STORED DATA -

■ ■ ■ ■

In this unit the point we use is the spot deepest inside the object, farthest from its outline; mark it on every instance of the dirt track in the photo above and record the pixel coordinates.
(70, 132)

■ ■ ■ ■

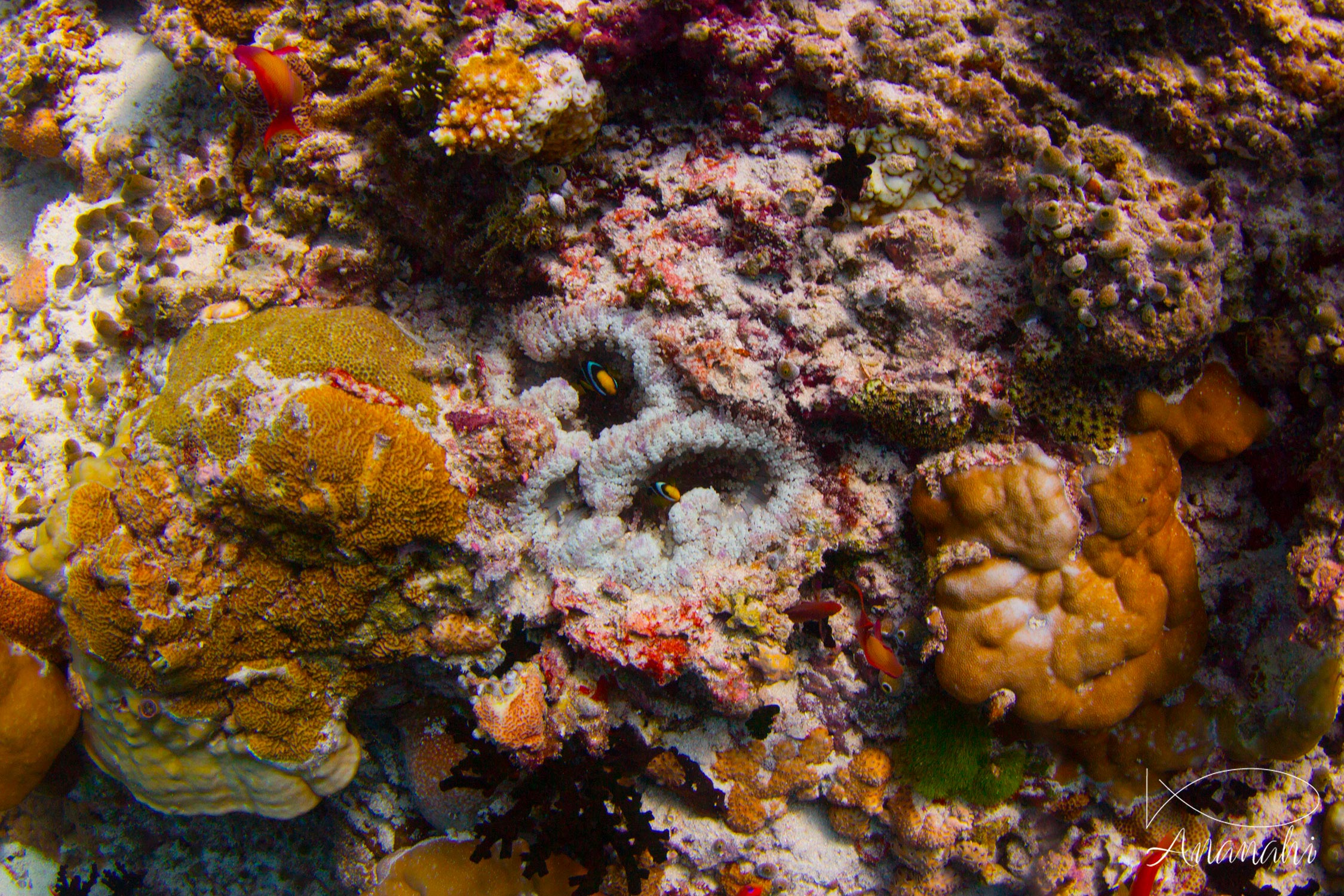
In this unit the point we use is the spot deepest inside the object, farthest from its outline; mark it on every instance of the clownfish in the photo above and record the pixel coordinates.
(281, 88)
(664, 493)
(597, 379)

■ ■ ■ ■

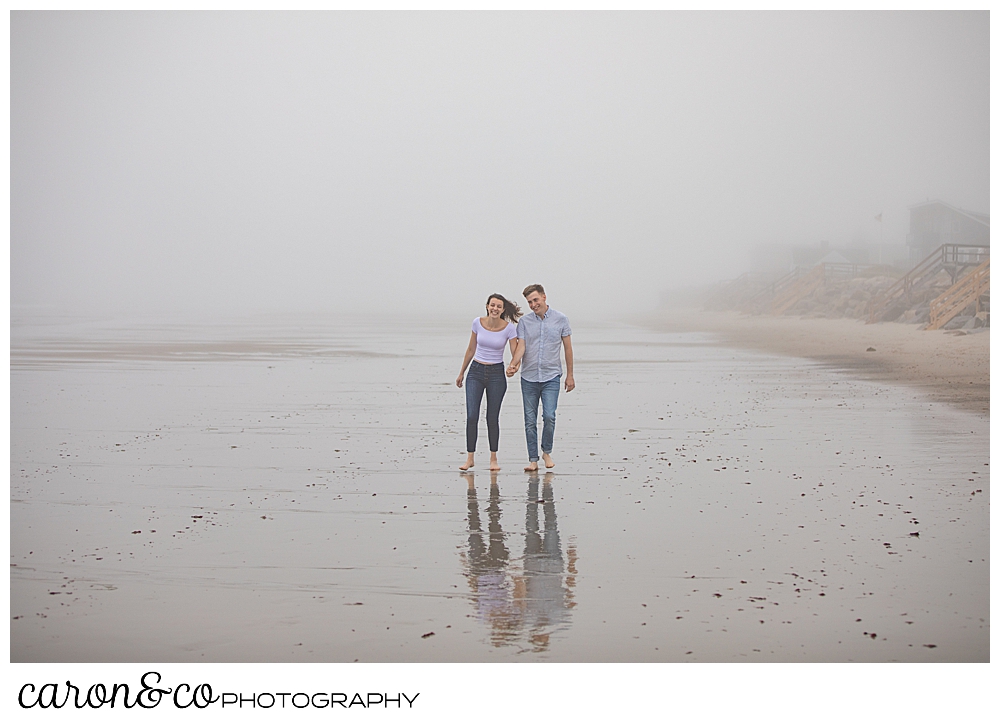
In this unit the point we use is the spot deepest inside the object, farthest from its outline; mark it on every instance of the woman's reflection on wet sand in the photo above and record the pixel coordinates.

■ ■ ■ ■

EXERCISE BRIEF - How many lines in the rows above contain "mark", with case counting? Reply with the number alone.

THE RESPONSE - 3